— Your goal —
The response must contain every record, repeated exactly.

— Records provided —
-- Opening Marker --

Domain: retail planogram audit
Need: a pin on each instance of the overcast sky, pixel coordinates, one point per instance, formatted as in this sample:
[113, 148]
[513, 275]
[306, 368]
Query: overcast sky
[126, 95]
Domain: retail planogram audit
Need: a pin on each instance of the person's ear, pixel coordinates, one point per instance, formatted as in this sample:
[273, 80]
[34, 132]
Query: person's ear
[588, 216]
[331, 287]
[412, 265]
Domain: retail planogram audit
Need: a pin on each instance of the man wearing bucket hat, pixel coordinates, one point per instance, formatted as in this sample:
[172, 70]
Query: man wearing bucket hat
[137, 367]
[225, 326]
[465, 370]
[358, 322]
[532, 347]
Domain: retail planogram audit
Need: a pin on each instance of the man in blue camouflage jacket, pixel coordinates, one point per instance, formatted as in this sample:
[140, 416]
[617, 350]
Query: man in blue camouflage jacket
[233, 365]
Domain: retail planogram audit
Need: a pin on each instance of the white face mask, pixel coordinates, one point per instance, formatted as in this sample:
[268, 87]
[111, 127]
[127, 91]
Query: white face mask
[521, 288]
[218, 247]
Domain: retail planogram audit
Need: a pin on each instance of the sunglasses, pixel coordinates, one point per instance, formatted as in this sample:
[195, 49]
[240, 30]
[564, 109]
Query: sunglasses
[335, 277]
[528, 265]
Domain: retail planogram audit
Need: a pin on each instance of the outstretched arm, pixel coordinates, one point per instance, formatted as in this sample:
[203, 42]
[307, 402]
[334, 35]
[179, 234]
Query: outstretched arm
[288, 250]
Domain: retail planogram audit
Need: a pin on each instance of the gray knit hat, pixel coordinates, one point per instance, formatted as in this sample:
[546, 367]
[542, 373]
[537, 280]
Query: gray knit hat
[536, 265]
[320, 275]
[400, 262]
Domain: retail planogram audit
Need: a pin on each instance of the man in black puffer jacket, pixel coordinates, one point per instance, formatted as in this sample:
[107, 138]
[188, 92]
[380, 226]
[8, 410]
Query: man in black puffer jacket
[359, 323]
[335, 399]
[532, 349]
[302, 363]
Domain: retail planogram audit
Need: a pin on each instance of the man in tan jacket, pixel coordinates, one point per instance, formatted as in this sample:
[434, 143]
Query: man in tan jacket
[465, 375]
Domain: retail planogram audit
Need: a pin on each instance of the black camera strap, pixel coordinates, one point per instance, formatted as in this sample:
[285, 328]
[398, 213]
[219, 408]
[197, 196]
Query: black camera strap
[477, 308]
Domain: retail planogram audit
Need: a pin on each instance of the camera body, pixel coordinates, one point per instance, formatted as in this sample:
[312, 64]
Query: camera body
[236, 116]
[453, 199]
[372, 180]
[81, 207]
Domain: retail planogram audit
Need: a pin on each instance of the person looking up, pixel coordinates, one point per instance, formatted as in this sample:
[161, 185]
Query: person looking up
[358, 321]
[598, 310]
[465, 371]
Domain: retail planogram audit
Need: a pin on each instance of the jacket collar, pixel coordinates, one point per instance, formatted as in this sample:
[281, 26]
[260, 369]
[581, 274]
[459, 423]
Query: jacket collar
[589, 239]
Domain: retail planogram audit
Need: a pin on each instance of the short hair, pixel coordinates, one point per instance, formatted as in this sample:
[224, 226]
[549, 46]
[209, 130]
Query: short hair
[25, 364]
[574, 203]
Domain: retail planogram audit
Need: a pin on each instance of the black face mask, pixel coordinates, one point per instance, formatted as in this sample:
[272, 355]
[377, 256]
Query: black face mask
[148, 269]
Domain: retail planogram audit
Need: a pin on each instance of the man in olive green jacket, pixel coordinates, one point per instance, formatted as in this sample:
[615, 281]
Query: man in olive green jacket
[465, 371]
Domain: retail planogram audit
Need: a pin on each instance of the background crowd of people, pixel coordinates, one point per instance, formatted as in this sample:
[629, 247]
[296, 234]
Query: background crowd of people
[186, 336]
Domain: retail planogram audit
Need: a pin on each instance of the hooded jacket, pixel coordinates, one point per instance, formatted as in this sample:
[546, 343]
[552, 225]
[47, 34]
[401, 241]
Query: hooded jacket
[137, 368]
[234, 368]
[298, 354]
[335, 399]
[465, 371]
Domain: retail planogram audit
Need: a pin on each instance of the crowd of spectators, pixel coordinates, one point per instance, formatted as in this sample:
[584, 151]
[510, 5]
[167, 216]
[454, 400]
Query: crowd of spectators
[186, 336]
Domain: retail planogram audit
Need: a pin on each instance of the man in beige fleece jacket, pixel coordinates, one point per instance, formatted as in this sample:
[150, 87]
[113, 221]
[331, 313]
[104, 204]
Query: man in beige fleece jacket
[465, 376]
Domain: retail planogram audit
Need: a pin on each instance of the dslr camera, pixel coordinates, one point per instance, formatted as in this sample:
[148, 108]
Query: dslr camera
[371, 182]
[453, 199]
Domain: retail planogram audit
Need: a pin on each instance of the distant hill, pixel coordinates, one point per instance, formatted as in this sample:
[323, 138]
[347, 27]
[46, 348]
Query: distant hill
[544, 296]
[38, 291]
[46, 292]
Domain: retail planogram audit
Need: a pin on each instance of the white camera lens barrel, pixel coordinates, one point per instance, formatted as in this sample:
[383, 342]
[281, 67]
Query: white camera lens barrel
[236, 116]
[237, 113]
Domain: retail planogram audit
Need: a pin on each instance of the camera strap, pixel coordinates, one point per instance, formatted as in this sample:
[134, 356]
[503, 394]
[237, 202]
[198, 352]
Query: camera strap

-- Closing Marker --

— Response box —
Domain: retail planogram audit
Need: a pin on each instance of the overcast sky, pixel coordinates, one point per instance, formatted as in this sample:
[113, 148]
[513, 275]
[306, 368]
Query: overcast sky
[126, 95]
Domain: retail planogram audit
Need: a pin on each instance of the person's ear, pixel coordinates, one point per instance, formatted as in this sample:
[273, 80]
[34, 132]
Query: person's ear
[588, 216]
[331, 287]
[412, 265]
Domain: retail planogram audit
Need: a pin on each instance of the man wearing bucket hat, pixel coordinates, one point per instance, formatted as in this sample:
[172, 70]
Query: man wearing bucket hat
[137, 367]
[225, 326]
[465, 370]
[358, 322]
[532, 347]
Domain: retail planogram audit
Need: a pin on each instance of the man in blue camouflage jacket, pixel coordinates, one point per instance, formatted as in this sample:
[140, 416]
[617, 350]
Query: man in blue camouflage jacket
[233, 365]
Domain: retail planogram audit
Need: a pin on each instance of the white face mask, pixel coordinates, one point per instance, formatted as in this sample:
[268, 87]
[111, 127]
[127, 91]
Query: white face mask
[521, 288]
[218, 247]
Domain: retail planogram audit
Need: a pin on each instance of the sunglasses, pixel coordinates, one point per instance, formatted as in this sample:
[195, 49]
[240, 30]
[564, 109]
Query: sunglasses
[335, 277]
[528, 265]
Domain: retail planogram audit
Need: a pin on each instance of the outstretched arm, pixel coordinates, one point per instance, formatted as in this sample:
[203, 42]
[307, 402]
[334, 35]
[179, 234]
Query: outstretched arm
[288, 250]
Domain: retail planogram audit
Need: a pin on each instance of the gray knit hat, pixel coordinates, one point per instance, formatted as in this sample:
[546, 367]
[542, 373]
[537, 280]
Query: gray knit hat
[536, 265]
[320, 275]
[400, 262]
Domain: retail planogram audit
Need: a pin on each instance of the man in black puffer jacket, pixel coordinates, one point per instance, formatted as in this sample:
[107, 138]
[188, 92]
[380, 226]
[8, 410]
Query: man in black puffer jacket
[359, 323]
[335, 399]
[532, 349]
[302, 363]
Domain: retail planogram audit
Need: a pin on each instance of the man in tan jacket, pixel coordinates, one point per instance, formatted as in this sample:
[434, 143]
Query: man in tan jacket
[465, 375]
Domain: retail planogram audit
Need: a pin on each instance of the black camera strap, pixel coordinates, one point per instance, formatted as in this sample:
[285, 328]
[398, 213]
[219, 408]
[197, 196]
Query: black camera strap
[477, 308]
Domain: retail planogram audit
Need: a pin on each instance of the camera body, pixel coordinates, one point per instance, formatted as in this sample:
[312, 64]
Query: camera body
[236, 116]
[453, 199]
[372, 180]
[81, 207]
Domain: retail planogram audit
Need: a pin on each instance of the person looking up, pixel coordinates, one point per instance, formatted as in this sample:
[161, 185]
Query: person looking up
[358, 321]
[598, 310]
[465, 371]
Domain: retail planogram audit
Need: a pin on each instance of the jacket collar, pixel coordinates, one point per instance, formatted as in this sample:
[281, 26]
[260, 369]
[581, 274]
[459, 423]
Query: jacket collar
[589, 239]
Domain: retail planogram audit
Need: a pin on each instance of the short hair, pixel coordinates, one point per instance, formatted as in this sample:
[224, 226]
[549, 46]
[209, 130]
Query: short hair
[25, 364]
[574, 203]
Domain: retail planogram audit
Need: a pin on each instance of the black face mask, pixel coordinates, one point per instance, formatted as in this sample:
[272, 355]
[377, 256]
Query: black face mask
[148, 269]
Domain: retail planogram audit
Need: a pin on each instance of the man in olive green jacket, pixel coordinates, one point per instance, formatted as in this sample:
[615, 281]
Query: man in olive green jacket
[465, 371]
Domain: retail planogram audit
Need: a pin on each instance of the background crowd of people, pixel coordinates, one point per instance, formatted as in this sample:
[629, 247]
[296, 234]
Query: background crowd of people
[186, 336]
Domain: retail planogram audit
Need: a pin on each instance of the hooded jacket, pixel coordinates, one point per instance, formatted as in this sample:
[546, 343]
[552, 225]
[47, 34]
[401, 241]
Query: hooded jacket
[137, 368]
[234, 368]
[298, 354]
[335, 399]
[465, 371]
Domain: retail planogram audit
Need: a pin on each instance of the crowd of spectators, pixel coordinates, one point per instance, formatted as in this sample:
[584, 151]
[510, 5]
[167, 216]
[454, 400]
Query: crowd of spectators
[186, 336]
Domain: retail planogram audit
Need: a pin on each instance of the man in beige fleece jacket, pixel coordinates, one point per instance, formatted as in this sample:
[150, 87]
[113, 221]
[331, 313]
[104, 204]
Query: man in beige fleece jacket
[465, 376]
Domain: retail planogram audit
Need: a pin on each instance of the dslr camera, pixel coordinates, one point per instance, formatted as in this sample:
[148, 108]
Query: dslr camera
[371, 182]
[453, 199]
Domain: retail planogram audit
Need: a pin on each instance of the distant hill, pixel coordinates, one point per instance, formatted as in this sample:
[323, 138]
[347, 27]
[46, 348]
Query: distant hill
[544, 296]
[38, 291]
[46, 292]
Domain: retail planogram audit
Need: a pin on each instance of the white camera lens barrel, pixel coordinates, one point per instance, formatted as in this sample:
[383, 342]
[281, 67]
Query: white camera lens barrel
[236, 116]
[237, 113]
Domain: retail planogram audit
Need: a pin on each instance of the camera strap, pixel coordinates, one point per instance, formatted as in this sample:
[134, 356]
[503, 394]
[237, 202]
[198, 352]
Query: camera strap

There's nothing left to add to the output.